> [YOUR OBJECTIVE]
From the entries below, copy exactly the lines from the one that contains "of the skyscraper." through the one that contains "the glass facade.", both included, and only those.

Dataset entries

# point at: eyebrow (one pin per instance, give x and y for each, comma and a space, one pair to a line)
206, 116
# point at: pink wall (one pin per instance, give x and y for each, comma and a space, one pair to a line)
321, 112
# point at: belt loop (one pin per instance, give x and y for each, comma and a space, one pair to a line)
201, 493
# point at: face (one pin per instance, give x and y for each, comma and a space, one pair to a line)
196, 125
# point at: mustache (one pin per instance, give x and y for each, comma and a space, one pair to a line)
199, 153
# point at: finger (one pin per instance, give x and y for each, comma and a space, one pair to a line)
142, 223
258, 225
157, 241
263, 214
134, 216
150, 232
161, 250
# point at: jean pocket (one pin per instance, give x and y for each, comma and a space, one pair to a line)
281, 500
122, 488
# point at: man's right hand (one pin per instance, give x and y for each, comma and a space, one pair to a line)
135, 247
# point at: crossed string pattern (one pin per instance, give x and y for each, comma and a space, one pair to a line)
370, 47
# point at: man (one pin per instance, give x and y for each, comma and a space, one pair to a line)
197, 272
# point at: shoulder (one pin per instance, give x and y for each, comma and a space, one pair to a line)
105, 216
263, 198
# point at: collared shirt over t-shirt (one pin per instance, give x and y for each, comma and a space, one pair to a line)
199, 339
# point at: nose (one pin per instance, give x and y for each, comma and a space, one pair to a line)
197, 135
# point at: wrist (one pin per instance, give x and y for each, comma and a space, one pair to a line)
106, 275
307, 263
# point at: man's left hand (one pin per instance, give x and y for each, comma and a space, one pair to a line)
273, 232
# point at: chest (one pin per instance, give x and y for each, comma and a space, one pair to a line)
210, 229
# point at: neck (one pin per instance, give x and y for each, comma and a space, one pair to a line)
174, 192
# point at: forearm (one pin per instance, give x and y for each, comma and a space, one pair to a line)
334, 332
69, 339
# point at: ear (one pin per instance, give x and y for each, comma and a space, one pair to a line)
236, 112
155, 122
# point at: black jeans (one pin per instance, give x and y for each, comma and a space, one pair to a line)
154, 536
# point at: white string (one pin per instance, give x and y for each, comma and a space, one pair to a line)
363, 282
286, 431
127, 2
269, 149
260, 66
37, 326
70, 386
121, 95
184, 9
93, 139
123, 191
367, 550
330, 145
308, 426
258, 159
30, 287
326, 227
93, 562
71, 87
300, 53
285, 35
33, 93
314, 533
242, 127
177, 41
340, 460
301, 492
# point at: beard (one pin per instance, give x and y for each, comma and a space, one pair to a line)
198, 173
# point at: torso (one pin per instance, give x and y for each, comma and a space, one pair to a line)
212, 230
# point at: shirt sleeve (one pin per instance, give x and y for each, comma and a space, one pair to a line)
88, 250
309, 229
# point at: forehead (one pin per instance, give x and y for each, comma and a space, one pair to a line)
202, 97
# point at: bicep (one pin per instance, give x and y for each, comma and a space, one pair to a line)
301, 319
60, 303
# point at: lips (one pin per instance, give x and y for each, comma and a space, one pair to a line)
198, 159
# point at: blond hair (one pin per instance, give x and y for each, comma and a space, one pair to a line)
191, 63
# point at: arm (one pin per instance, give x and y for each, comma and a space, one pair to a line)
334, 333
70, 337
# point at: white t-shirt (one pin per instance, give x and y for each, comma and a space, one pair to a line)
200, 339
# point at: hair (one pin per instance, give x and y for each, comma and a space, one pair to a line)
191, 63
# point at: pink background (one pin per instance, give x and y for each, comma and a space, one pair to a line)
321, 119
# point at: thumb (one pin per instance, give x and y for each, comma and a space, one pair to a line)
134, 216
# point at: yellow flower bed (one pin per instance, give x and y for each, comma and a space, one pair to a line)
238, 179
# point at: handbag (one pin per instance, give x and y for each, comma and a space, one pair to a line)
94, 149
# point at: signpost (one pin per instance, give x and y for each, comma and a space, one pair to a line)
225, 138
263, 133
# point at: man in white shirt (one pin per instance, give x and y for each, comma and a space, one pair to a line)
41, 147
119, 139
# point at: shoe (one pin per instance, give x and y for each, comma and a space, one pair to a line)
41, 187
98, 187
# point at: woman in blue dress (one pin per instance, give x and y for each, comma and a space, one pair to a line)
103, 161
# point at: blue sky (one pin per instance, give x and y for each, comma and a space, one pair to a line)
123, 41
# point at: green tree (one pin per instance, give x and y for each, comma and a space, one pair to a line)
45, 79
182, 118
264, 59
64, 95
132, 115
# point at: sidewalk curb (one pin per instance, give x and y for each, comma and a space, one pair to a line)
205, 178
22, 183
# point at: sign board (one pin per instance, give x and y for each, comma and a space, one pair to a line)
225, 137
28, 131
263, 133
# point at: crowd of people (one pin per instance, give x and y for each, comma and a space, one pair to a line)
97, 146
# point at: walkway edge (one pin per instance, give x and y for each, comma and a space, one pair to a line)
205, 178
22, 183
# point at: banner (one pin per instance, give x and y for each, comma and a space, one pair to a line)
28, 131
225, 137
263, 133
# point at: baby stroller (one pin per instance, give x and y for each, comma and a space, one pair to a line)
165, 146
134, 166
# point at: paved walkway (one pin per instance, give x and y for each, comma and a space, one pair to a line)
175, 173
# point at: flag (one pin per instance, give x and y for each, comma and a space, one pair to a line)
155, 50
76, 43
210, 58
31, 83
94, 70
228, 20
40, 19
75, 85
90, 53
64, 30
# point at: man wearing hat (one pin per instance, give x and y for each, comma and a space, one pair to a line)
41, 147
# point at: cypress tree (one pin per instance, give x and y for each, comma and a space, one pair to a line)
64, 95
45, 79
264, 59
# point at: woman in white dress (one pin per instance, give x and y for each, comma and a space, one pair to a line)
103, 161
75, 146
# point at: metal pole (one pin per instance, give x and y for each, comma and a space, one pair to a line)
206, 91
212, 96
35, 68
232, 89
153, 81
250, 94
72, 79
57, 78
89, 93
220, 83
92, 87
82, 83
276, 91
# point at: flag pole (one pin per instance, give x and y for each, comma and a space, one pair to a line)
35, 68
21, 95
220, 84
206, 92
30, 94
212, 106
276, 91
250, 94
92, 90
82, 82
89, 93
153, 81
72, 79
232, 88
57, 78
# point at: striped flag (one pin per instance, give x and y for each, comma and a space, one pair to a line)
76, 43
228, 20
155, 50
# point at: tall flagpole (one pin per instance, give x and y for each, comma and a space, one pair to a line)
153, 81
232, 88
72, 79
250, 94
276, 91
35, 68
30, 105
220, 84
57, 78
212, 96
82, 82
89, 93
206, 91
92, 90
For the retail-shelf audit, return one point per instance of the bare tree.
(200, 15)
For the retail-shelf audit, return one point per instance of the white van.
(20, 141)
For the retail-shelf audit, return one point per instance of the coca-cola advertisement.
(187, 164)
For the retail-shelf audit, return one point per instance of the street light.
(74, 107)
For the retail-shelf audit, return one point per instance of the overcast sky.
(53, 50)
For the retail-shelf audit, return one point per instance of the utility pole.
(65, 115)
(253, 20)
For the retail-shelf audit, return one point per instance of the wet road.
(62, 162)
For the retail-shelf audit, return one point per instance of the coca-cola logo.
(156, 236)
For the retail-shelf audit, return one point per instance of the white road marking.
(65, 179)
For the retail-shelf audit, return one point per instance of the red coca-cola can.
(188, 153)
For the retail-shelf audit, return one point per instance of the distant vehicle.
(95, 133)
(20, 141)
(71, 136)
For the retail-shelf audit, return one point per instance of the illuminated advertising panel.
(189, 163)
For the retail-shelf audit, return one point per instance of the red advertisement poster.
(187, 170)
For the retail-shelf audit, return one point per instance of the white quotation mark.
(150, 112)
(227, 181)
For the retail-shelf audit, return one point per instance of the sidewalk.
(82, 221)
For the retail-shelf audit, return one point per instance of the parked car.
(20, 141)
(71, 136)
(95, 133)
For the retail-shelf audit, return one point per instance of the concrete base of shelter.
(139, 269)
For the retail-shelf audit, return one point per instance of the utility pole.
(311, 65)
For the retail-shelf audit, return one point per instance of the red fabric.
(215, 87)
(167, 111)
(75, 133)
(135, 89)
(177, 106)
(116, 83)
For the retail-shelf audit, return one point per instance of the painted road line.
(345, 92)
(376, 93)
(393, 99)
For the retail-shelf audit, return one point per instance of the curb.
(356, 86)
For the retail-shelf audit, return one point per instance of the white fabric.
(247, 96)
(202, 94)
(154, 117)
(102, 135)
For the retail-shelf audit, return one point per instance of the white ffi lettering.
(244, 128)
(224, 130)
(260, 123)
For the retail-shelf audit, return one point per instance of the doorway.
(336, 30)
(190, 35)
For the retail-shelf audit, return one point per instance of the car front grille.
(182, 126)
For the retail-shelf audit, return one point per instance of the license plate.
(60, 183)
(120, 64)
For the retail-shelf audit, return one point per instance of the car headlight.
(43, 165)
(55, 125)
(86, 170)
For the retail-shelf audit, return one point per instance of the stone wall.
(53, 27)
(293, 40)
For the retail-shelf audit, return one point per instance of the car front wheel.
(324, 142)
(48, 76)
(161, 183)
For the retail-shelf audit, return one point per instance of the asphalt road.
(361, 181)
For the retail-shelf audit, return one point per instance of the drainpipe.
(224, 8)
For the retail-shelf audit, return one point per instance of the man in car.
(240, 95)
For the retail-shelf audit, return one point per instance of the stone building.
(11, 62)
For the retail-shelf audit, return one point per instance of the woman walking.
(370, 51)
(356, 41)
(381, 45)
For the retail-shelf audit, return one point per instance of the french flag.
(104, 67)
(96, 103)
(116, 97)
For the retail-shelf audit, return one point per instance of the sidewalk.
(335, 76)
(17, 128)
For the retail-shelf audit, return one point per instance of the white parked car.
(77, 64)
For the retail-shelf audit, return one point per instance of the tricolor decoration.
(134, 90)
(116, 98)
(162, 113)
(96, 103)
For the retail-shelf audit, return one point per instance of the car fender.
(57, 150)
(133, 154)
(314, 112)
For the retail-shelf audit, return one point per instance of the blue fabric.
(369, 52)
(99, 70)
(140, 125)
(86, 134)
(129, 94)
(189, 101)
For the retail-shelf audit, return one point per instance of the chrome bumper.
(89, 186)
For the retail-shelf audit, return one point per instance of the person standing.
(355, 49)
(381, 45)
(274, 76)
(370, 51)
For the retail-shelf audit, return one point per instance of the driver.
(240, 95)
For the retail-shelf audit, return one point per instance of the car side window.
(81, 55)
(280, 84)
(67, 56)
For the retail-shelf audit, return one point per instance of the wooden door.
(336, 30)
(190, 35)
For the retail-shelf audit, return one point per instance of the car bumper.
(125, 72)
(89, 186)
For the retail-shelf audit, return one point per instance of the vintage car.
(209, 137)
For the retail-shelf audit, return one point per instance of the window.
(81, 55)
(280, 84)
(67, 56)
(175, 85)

* * *

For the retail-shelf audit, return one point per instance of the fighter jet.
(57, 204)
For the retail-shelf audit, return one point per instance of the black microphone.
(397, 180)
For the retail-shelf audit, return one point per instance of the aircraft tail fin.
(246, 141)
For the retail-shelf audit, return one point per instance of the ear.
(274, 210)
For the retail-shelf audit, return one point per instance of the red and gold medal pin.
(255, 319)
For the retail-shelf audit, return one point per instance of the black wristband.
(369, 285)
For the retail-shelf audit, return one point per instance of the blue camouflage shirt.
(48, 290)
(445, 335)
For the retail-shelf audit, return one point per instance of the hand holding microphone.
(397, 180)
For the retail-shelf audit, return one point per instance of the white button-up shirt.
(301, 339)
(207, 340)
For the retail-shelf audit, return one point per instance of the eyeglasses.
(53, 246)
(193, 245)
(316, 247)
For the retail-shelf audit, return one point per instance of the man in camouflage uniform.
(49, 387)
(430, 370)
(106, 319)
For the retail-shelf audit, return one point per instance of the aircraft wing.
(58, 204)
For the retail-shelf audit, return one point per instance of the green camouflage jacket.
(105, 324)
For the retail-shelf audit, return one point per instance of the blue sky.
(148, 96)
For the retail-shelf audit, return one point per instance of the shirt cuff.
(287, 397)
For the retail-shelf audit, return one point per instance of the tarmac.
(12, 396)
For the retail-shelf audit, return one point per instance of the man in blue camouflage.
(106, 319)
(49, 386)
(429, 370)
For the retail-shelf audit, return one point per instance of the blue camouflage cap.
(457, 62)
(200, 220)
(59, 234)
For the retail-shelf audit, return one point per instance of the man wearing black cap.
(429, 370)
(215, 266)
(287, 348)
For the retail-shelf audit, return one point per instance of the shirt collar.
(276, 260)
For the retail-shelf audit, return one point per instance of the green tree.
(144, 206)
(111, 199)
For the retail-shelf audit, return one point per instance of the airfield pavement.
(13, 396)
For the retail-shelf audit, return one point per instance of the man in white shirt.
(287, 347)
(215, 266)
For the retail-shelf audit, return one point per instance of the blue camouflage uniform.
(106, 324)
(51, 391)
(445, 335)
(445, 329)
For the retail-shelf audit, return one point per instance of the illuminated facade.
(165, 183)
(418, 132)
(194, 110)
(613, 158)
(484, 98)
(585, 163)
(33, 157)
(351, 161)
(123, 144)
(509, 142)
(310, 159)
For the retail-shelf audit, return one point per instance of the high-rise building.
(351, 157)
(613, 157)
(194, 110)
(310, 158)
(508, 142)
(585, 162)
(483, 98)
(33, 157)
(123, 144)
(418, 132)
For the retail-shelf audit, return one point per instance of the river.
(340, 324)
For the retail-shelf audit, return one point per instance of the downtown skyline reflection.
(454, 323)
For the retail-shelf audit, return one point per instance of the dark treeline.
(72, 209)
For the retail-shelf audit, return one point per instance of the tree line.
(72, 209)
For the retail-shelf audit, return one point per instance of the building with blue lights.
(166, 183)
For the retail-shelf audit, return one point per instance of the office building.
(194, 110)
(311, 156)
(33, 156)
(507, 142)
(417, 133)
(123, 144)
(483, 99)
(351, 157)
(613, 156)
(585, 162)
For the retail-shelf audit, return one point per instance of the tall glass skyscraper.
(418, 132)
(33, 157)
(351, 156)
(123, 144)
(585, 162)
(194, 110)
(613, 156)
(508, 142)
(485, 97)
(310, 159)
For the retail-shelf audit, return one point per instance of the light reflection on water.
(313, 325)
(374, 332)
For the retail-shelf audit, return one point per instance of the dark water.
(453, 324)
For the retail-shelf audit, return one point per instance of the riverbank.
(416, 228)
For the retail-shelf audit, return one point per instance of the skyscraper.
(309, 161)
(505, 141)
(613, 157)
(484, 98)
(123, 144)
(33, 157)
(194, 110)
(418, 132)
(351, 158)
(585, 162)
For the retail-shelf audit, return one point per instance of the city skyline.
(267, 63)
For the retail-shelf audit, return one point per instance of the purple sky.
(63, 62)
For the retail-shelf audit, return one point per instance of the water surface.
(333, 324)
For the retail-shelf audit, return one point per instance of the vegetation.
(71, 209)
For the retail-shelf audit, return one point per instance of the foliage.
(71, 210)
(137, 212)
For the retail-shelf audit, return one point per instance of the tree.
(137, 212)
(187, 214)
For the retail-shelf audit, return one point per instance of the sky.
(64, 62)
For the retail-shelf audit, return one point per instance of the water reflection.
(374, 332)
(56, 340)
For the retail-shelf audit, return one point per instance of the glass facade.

==

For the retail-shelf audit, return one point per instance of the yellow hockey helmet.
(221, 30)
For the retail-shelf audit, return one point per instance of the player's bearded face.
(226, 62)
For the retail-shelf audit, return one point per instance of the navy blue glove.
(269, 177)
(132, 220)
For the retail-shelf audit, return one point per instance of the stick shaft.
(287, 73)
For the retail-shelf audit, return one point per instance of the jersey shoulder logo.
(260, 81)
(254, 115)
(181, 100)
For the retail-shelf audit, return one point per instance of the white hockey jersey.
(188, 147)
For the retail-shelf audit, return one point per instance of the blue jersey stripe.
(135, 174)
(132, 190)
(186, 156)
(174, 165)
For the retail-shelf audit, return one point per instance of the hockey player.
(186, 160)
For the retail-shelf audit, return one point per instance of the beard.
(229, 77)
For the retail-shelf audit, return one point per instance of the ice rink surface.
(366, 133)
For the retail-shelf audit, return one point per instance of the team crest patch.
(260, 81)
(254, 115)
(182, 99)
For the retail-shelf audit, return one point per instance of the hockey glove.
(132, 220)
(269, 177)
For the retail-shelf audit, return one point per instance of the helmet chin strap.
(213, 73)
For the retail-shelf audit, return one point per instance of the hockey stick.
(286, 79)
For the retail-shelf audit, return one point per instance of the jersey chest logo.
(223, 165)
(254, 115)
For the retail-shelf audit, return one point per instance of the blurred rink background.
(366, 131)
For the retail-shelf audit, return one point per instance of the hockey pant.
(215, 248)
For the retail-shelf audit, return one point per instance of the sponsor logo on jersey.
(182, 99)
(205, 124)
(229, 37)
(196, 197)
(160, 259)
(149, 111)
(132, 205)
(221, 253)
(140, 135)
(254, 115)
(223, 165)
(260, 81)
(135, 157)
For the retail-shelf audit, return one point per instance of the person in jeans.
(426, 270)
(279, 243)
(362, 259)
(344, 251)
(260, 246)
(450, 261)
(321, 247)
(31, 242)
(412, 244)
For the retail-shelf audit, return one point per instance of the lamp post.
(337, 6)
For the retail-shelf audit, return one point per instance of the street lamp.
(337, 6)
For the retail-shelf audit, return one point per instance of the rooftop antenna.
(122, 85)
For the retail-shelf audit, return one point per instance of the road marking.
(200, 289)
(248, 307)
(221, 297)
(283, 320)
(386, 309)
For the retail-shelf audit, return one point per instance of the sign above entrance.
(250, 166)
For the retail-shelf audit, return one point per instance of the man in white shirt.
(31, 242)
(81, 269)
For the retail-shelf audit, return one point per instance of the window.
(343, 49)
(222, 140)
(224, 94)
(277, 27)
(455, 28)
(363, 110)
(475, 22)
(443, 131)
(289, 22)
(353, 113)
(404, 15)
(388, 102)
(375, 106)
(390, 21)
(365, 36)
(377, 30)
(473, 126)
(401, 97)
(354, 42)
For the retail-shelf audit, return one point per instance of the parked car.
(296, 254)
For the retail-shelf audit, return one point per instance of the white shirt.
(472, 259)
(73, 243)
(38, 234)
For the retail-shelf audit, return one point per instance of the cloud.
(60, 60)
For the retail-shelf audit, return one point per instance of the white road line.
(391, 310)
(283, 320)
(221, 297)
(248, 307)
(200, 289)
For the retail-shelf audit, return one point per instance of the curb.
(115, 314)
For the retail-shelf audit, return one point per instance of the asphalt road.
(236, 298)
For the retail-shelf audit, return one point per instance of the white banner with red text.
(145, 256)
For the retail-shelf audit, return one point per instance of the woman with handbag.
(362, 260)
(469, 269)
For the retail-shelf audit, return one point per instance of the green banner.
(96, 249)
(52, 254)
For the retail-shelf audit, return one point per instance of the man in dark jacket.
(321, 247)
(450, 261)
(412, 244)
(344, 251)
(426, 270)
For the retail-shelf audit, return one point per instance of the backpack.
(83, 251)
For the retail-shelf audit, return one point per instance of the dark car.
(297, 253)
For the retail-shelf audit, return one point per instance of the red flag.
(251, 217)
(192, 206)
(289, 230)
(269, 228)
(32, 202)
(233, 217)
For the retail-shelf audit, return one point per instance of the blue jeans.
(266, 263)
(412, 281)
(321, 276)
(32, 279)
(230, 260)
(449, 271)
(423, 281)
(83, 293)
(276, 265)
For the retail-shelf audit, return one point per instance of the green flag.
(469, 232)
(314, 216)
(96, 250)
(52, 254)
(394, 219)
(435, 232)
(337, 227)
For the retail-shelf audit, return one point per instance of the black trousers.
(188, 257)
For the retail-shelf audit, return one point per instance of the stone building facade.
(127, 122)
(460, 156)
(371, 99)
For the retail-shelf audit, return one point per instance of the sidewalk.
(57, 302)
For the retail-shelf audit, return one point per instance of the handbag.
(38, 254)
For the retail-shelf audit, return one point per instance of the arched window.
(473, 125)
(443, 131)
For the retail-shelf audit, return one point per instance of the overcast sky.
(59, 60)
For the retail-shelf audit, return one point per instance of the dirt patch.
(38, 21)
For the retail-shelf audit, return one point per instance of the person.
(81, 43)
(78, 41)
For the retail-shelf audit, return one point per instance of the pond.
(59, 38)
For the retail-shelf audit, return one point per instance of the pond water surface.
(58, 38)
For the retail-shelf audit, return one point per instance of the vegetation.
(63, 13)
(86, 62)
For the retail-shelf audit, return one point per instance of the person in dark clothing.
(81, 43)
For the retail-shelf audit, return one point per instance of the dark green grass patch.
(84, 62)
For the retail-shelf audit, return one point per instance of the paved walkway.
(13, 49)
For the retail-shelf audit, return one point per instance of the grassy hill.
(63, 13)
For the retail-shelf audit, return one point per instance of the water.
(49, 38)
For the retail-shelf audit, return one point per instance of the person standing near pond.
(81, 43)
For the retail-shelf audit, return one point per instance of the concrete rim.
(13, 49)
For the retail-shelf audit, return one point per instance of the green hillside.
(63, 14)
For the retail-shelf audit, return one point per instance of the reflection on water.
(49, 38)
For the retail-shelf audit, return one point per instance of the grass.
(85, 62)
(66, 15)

> [YOUR RESPONSE]
For the retail-shelf audit, return one point per instance of the skyscraper.
(309, 161)
(505, 141)
(613, 157)
(484, 98)
(123, 144)
(33, 157)
(194, 110)
(418, 132)
(351, 158)
(585, 162)
For the retail-shelf audit, return one point per instance of the city skyline.
(267, 63)
For the retail-shelf audit, return one point per instance of the purple sky.
(63, 62)
For the retail-shelf audit, return one point per instance of the water surface.
(333, 324)
For the retail-shelf audit, return one point per instance of the vegetation.
(71, 209)
For the retail-shelf audit, return one point per instance of the foliage.
(71, 210)
(137, 212)
For the retail-shelf audit, return one point per instance of the tree.
(137, 212)
(187, 214)
For the retail-shelf audit, return one point per instance of the sky.
(64, 62)
For the retail-shelf audit, return one point per instance of the water reflection.
(374, 332)
(56, 340)
For the retail-shelf audit, return one point per instance of the glass facade.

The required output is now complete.